>>>

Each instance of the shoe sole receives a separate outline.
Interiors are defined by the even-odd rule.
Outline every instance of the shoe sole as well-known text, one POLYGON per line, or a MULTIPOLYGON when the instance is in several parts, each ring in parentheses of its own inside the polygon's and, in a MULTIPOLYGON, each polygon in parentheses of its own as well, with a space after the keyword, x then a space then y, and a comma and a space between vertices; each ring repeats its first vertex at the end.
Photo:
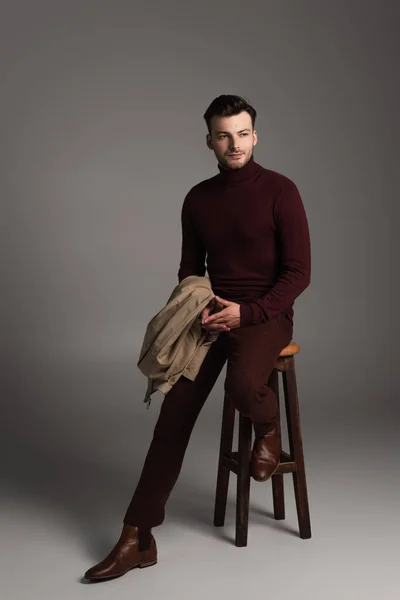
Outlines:
POLYGON ((127 569, 123 573, 119 573, 118 575, 104 575, 103 577, 84 577, 84 579, 87 579, 88 581, 105 581, 107 579, 116 579, 117 577, 122 577, 123 575, 126 575, 127 573, 129 573, 129 571, 132 571, 133 569, 145 569, 146 567, 151 567, 155 564, 157 564, 157 559, 148 560, 147 562, 141 562, 137 565, 133 565, 133 567, 130 567, 129 569, 127 569))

<<<

= TASK =
Please recast all the records above as a Markdown table with the columns Row and Line, giving each non-blank line its own numbered row and leaving the pictures out.

= THE ANSWER =
| Row | Line |
|---|---|
| 1 | Each instance of the shoe sole receives a separate outline. |
| 2 | Interiors are defined by the even-odd rule. |
| 3 | Outline every instance of the shoe sole as well-known text, one POLYGON per line, or a MULTIPOLYGON when the instance is in several parts, each ring in parentheses of its own inside the polygon's and, in a MULTIPOLYGON, each polygon in parentheses of its own as well, with a space after the keyword, x then a space then y, and a comma and a space between vertices; each ring repeats its first vertex at the end. |
| 4 | Photo: |
| 5 | Outlines: |
| 6 | POLYGON ((127 569, 123 573, 119 573, 118 575, 104 575, 103 577, 84 577, 84 579, 87 579, 88 581, 105 581, 107 579, 116 579, 117 577, 122 577, 123 575, 126 575, 127 573, 129 573, 129 571, 132 571, 133 569, 145 569, 146 567, 151 567, 155 564, 157 564, 157 559, 148 560, 147 562, 141 562, 137 565, 133 565, 133 567, 130 567, 129 569, 127 569)) |